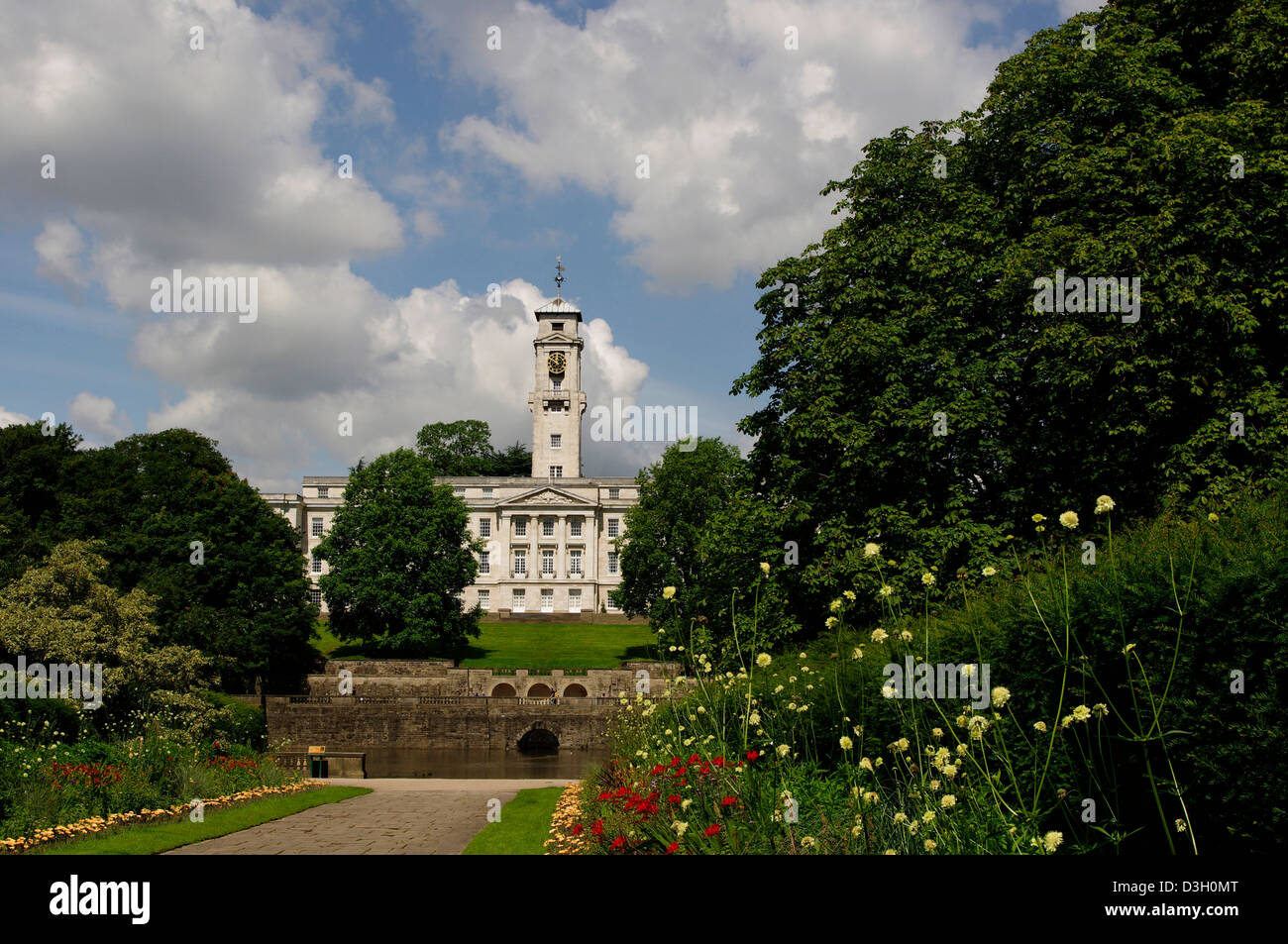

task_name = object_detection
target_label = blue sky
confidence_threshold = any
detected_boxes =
[0,0,1083,490]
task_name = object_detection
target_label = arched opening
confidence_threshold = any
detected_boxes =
[519,728,559,754]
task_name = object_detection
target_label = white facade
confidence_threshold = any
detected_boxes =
[263,279,639,614]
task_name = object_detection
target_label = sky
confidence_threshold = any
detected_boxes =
[0,0,1098,492]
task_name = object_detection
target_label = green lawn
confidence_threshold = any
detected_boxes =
[33,787,368,855]
[314,621,657,669]
[463,787,564,855]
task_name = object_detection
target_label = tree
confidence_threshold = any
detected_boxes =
[61,429,317,690]
[733,0,1288,618]
[314,448,482,656]
[614,438,795,654]
[416,420,532,476]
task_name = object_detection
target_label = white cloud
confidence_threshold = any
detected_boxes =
[407,0,1005,291]
[67,390,134,446]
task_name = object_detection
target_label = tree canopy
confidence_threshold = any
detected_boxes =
[313,448,482,656]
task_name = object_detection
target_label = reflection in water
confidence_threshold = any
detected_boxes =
[353,747,608,781]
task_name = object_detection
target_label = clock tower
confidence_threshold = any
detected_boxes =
[528,257,587,479]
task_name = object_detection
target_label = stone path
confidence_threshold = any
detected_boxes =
[167,777,568,855]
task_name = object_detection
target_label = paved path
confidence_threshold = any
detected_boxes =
[167,777,568,855]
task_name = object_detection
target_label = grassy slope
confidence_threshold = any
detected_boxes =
[33,787,371,855]
[314,621,656,669]
[463,787,564,855]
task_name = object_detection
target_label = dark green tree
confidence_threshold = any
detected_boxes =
[733,0,1288,622]
[314,448,482,656]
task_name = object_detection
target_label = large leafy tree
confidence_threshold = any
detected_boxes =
[314,448,482,656]
[61,429,317,690]
[734,0,1288,623]
[615,438,794,645]
[416,420,532,475]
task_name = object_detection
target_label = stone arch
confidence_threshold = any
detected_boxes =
[519,724,559,754]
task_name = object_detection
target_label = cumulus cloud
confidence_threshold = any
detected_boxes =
[407,0,1005,290]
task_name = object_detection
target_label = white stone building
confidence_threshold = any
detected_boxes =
[263,267,639,614]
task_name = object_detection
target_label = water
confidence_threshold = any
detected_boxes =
[353,747,608,781]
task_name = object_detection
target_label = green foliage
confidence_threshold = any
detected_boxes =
[314,448,482,656]
[614,438,795,643]
[734,0,1288,633]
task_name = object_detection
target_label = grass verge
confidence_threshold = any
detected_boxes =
[463,787,564,855]
[34,787,371,855]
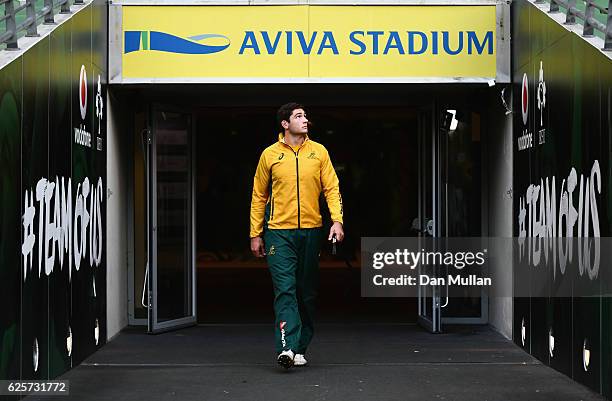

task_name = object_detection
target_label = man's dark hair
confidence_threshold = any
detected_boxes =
[276,102,306,132]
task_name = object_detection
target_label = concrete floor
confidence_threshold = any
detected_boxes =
[25,324,603,401]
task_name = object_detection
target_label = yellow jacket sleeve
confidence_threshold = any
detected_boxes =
[321,151,344,223]
[250,152,270,238]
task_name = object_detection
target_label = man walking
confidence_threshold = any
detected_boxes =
[250,103,344,369]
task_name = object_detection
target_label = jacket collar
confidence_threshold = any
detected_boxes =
[278,132,309,146]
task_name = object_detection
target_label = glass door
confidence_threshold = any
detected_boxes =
[418,110,441,333]
[147,108,196,333]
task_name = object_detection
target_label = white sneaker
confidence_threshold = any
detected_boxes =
[276,349,295,369]
[293,354,308,366]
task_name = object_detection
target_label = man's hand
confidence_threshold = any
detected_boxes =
[251,237,266,258]
[328,221,344,242]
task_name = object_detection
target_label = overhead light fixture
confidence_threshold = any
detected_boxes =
[94,319,100,345]
[66,326,72,356]
[582,338,591,372]
[548,327,555,358]
[32,337,39,372]
[446,110,459,131]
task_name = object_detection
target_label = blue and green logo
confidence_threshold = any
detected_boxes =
[123,31,230,54]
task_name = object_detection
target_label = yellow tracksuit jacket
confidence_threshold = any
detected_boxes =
[250,134,342,238]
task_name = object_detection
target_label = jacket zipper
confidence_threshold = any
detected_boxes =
[294,149,300,228]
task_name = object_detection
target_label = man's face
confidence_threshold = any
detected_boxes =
[282,109,308,135]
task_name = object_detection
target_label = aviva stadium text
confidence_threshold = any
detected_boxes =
[239,31,493,55]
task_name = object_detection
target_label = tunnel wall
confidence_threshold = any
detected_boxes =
[0,0,108,380]
[512,0,612,398]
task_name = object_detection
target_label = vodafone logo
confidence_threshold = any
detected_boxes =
[79,65,87,120]
[521,73,529,125]
[278,321,287,347]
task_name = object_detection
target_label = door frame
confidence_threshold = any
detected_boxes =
[417,102,442,333]
[147,103,197,334]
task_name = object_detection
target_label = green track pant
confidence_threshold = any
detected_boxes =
[264,228,321,354]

____________

### What you will do
Please count the lines in the rows above that contain the string "stone". Reply with the number only.

### Task response
3